* Набор заданий *
1. Перечислите все действия, которые, согласно тексту об адвокатуре ниже, совершаются решением президиума коллегии адвокатов.
2. Продолжите текст об адвокатуре, начав сразу после его последнего предложения.

* Страница *
Адвокатура – это самоуправляющаяся общественная организация. Адвокаты, в отличие от подавляющего большинства всех работающих советских людей (за исключением колхозников), не являются государственными служащими и не получают от государства никакой зарплаты или иных видов денежных дотаций.

Производственной, финансовой и организационной работой каждой коллегии руководит выборный орган – президиум коллегии адвокатов. Это орган, наделенный реальной властью над каждым адвокатом. Его решением принимаются новые члены коллегии, его же решением исключаются адвокаты, совершившие серьезные дисциплинарные проступки, назначаются заведующие консультациями.

Мне довелось начинать свою работу в коллегии среди адвокатов, сохранивших старые традиции отношения к профессии, старую культуру судебного процесса, старые представления. В те годы в ее составе были действительно выдающиеся адвокаты, выдающиеся судебные ораторы. Много раз я выступала в процессах вместе со старым московским адвокатом, начинавшим свою адвокатскую деятельность еще до революции. Леонид Захарович Кац был блестящий мастер судебного следствия и блестящий судебный оратор. Среди большинства тех, с кем мне приходилось выступать, его отличало совершенно безупречное знание материалов дела. В скольких бы томах ни содержались эти материалы, имели ли они непосредственное отношение к его подзащитному или нет, Леонид Захарович знал все.

Он великолепно формулировал свои вопросы. Всегда четко и коротко. Он подходил к выяснению существенных для него обстоятельств издалека. Но ответ на каждый последующий вопрос логически вытекал из ответа на предыдущий.

* Представленные сведения *
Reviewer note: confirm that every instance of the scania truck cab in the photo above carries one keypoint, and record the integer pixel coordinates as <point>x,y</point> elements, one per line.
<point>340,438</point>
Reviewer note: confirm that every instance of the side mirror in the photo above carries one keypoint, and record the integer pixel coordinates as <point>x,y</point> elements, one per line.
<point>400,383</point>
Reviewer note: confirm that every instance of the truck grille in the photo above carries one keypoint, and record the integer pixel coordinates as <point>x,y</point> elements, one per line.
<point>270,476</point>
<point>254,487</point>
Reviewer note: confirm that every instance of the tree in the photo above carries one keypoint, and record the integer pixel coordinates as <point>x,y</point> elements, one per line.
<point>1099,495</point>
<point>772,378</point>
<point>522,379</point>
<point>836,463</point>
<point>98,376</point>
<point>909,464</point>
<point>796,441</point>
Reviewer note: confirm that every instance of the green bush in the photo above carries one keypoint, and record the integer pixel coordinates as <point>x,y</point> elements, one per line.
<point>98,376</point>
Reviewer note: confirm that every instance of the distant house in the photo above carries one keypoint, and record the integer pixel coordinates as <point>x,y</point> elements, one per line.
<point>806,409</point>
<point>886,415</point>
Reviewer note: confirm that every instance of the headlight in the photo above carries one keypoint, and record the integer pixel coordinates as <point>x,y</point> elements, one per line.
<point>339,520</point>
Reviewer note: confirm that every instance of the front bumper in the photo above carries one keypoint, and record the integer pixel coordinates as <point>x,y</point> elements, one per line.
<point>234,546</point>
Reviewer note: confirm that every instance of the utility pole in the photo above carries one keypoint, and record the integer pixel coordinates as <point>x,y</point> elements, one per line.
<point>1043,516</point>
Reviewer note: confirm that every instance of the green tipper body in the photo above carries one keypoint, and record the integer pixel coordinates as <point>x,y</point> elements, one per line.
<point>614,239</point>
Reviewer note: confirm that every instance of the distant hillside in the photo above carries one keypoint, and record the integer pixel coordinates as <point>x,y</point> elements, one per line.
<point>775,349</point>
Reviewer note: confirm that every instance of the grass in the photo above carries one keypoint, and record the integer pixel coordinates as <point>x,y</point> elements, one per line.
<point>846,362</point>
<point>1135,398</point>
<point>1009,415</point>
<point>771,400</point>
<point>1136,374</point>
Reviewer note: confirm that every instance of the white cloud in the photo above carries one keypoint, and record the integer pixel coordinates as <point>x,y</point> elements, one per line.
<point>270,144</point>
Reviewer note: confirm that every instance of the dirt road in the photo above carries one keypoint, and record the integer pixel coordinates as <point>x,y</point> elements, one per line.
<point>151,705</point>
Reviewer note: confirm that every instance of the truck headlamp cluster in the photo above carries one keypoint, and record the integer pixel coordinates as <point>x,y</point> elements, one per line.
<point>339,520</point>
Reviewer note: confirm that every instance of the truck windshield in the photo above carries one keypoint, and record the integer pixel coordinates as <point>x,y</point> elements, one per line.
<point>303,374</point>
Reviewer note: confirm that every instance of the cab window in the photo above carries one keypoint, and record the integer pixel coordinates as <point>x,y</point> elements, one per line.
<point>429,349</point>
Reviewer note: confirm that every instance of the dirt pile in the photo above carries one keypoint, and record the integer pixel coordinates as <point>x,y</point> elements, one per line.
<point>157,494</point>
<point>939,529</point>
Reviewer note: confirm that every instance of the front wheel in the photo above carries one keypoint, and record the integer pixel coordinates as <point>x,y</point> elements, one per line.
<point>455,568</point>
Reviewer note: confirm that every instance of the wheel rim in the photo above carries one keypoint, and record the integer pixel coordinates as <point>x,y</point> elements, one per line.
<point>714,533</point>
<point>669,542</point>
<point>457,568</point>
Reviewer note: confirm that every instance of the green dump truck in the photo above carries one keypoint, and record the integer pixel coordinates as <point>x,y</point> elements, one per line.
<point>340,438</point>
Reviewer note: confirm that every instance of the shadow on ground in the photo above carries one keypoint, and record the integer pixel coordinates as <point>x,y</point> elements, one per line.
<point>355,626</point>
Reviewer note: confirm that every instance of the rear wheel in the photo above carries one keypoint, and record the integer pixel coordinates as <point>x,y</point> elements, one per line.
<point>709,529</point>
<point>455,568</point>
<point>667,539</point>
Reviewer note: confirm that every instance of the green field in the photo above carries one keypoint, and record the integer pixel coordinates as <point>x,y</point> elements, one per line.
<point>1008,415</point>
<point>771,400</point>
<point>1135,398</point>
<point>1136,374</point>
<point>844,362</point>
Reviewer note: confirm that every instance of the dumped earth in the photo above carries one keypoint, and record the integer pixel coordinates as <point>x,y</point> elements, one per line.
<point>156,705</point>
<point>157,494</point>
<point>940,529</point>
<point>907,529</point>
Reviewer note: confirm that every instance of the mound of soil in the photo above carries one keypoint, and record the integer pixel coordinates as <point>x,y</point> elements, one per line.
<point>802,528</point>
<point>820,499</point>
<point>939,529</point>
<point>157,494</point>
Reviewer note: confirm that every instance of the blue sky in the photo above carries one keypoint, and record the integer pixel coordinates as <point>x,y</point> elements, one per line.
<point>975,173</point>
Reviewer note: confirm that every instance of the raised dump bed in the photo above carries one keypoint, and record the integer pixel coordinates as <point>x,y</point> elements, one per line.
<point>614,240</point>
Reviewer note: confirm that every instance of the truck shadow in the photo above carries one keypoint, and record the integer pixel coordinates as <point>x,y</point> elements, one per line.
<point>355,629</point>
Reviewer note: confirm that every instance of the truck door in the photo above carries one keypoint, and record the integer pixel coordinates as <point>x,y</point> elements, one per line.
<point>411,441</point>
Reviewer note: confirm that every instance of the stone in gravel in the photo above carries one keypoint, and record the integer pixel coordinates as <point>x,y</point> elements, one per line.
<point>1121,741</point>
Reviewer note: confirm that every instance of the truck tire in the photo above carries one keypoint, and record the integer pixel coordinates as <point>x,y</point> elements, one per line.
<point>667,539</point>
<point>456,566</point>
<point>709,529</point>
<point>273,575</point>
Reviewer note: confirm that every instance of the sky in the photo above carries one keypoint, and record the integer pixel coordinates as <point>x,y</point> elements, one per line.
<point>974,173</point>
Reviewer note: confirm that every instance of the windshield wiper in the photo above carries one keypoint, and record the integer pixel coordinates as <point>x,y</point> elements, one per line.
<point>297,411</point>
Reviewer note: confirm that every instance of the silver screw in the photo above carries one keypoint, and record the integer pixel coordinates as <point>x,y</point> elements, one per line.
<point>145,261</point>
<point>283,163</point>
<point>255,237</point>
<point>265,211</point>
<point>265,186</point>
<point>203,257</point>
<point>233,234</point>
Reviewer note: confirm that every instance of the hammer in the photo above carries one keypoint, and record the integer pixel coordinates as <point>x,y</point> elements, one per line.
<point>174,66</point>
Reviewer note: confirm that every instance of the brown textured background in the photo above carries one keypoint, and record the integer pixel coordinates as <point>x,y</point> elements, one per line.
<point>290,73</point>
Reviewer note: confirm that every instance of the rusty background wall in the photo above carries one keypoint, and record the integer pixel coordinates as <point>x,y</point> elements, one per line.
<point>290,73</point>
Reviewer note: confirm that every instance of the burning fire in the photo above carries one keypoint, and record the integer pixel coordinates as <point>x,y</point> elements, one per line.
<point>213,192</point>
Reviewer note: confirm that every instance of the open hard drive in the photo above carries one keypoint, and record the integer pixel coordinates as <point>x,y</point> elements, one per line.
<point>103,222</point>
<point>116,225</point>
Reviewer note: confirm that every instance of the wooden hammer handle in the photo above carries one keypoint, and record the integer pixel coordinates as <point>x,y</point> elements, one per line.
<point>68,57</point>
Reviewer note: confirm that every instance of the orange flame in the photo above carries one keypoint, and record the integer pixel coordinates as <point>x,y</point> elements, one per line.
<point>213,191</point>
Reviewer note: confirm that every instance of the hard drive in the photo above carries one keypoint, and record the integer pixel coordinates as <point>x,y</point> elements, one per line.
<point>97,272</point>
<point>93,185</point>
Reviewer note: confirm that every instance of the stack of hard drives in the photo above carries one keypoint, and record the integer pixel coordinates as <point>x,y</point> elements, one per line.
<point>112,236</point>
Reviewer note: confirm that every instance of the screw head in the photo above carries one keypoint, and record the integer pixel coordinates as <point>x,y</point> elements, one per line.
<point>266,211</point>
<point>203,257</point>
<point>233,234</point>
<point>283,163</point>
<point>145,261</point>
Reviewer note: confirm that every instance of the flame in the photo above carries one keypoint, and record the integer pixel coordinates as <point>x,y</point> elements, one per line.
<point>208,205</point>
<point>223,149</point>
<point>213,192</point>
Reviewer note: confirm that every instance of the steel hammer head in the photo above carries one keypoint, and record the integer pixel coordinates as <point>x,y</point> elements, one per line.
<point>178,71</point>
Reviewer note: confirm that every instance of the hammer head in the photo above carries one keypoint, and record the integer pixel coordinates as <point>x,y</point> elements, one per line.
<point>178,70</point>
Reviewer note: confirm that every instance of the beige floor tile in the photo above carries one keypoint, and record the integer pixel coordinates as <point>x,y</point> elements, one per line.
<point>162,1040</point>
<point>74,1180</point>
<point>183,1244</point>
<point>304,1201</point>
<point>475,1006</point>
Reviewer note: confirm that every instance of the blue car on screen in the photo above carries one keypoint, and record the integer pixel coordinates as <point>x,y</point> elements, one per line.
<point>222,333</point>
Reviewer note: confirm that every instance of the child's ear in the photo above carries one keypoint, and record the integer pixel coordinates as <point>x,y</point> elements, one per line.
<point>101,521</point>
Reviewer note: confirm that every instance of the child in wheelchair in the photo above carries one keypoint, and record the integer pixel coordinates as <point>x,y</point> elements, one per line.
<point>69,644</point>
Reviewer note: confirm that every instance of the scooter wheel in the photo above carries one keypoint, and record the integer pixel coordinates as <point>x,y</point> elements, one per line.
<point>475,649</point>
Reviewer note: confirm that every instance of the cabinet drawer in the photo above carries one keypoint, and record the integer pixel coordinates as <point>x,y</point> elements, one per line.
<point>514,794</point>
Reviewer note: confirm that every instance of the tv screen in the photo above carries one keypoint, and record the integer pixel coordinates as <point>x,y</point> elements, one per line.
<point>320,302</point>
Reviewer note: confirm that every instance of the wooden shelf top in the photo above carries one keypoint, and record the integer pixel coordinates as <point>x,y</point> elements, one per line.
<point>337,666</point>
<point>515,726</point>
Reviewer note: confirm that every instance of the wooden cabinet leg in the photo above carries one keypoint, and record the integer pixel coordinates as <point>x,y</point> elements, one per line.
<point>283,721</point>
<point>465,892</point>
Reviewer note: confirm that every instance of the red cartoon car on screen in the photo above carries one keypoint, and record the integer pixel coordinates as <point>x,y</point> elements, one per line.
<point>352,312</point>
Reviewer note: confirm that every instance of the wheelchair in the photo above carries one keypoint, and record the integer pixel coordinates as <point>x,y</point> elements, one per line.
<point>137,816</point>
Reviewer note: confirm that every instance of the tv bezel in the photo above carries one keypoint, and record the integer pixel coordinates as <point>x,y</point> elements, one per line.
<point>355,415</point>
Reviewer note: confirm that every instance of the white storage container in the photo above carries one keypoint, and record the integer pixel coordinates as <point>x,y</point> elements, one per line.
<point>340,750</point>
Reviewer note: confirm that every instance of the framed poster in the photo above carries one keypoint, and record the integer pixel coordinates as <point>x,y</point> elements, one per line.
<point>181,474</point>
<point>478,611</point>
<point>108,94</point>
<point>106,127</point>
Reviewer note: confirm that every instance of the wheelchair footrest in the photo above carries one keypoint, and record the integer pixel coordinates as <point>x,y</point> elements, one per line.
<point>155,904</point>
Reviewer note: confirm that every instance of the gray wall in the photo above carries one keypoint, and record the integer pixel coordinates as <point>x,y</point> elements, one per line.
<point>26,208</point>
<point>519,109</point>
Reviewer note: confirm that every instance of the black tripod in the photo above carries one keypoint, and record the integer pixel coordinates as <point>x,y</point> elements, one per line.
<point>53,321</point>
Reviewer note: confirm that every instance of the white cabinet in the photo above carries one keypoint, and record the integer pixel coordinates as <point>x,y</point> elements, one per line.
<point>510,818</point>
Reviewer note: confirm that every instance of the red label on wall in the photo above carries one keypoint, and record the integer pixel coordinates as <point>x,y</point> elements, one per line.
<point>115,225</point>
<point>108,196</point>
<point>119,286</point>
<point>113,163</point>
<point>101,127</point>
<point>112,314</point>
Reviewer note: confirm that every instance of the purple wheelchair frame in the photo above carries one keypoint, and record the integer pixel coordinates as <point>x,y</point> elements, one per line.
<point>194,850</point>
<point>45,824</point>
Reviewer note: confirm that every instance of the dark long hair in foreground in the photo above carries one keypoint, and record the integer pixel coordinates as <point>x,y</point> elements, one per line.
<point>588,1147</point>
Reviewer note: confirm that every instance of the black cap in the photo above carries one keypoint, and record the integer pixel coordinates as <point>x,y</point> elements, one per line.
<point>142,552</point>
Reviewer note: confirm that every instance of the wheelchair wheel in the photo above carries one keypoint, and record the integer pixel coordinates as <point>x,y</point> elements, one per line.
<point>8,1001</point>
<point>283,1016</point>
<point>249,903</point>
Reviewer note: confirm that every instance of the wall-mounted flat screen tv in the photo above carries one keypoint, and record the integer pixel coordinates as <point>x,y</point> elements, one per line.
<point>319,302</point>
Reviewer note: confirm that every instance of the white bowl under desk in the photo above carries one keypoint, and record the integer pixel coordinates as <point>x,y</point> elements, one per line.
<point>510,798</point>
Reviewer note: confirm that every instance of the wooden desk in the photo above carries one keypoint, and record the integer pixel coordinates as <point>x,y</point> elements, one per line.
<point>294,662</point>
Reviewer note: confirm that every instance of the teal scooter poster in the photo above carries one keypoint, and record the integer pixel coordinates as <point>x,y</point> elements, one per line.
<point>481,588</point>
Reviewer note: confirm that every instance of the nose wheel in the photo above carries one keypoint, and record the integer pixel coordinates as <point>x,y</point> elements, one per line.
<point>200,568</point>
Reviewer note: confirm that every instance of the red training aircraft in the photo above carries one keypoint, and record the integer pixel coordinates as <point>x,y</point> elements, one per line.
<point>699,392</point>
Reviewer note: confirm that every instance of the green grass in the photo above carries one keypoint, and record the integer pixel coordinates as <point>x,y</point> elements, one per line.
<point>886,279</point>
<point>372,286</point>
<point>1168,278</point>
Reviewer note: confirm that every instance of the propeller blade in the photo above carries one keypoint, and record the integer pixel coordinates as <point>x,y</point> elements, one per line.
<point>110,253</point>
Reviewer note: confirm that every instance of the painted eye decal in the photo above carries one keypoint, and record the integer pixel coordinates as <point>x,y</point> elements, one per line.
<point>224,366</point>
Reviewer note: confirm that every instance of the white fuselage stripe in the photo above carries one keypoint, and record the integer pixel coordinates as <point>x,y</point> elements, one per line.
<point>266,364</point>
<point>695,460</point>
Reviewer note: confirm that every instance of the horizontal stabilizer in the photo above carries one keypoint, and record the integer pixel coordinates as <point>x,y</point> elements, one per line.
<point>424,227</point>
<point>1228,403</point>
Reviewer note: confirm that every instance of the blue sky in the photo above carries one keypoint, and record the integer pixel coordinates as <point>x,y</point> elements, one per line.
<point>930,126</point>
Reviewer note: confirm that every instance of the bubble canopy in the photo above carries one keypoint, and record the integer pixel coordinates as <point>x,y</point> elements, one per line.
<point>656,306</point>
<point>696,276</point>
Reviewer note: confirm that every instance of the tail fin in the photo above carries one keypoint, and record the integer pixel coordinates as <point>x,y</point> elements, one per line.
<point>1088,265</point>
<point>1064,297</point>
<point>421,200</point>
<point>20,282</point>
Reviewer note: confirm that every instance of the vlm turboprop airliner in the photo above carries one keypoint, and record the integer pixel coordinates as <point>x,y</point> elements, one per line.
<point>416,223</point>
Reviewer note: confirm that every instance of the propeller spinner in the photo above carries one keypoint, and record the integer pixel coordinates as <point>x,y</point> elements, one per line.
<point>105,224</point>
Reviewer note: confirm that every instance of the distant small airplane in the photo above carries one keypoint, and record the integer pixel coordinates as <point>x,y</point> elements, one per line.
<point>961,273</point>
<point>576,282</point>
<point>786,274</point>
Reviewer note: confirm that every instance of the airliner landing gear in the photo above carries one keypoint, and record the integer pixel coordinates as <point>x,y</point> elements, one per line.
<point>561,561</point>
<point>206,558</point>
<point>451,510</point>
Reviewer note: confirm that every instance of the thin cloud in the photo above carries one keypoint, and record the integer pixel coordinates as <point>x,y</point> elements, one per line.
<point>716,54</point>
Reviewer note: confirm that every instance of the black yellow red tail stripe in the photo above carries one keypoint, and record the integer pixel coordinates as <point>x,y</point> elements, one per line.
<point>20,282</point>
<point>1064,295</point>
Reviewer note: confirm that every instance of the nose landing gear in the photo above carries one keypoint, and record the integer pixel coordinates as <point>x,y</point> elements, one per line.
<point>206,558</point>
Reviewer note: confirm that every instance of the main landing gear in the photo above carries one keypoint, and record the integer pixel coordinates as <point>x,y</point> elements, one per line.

* Ответы по заданиям *
1.
1. Принимаются новые члены коллегии.
2. Исключаются адвокаты, совершившие серьезные дисциплинарные проступки.
3. Назначаются заведующие консультациями.

2.
Леонид Захарович был очень красив. Высокого роста, стройный, с небольшой, очень аккуратно подстриженной бородкой, всегда строго и элегантно одетый, он с годами приобретал все более аристократическую внешность. Мы, адвокаты, между собой его иначе как «английский лорд» не называли.

Его речи были образцом ораторского мастерства. В них было все: и четкая конструкция изложения материалов дела, и прекрасный анализ доказательств, и безупречная логика.

Кац говорил очень эмоционально. Все, что он использовал как оратор в своей речи, было к месту: и модуляции голоса, и жест, и приведенная цитата.

Но мне всегда казалось, что его речь теряет убедительность из-за ее изысканности, из-за пафоса, который оставлял меня спокойной.

Я помню, как интересны были процессы, в которых одновременно выступали Кац и Николай Николаевич Миловидов – любимец московской адвокатуры того времени и, что не менее важно, любимец московских судей. Было бы несправедливо не сказать, что он тоже был хорош собой. Не так изыскан, но, я бы сказала, не менее аристократичен в своей абсолютной естественности.

Николай Николаевич был барином, ленивым русским барином, кутилой, любителем ресторанов, которые в Москве в то время были отличными.

В судебном следствии он задавал мало вопросов. Я всегда подозревала, что он не очень хорошо знает дело. Как-то он сказал мне:

– Я уверен, что все, что мне нужно для защиты, я услышу в судебном заседании.

Думаю, что в этой шутке была большая доля правды; садясь в дело, он еще не владел его материалом.

Но все, что происходило в суде, он впитывал в себя как губка. Каждая мелочь, каждый нюанс в показаниях свидетелей или подсудимых откладывался в его памяти и обретал самое убедительное объяснение.

В его речи не было никаких украшений. Но для меня он был оратором самого высокого класса.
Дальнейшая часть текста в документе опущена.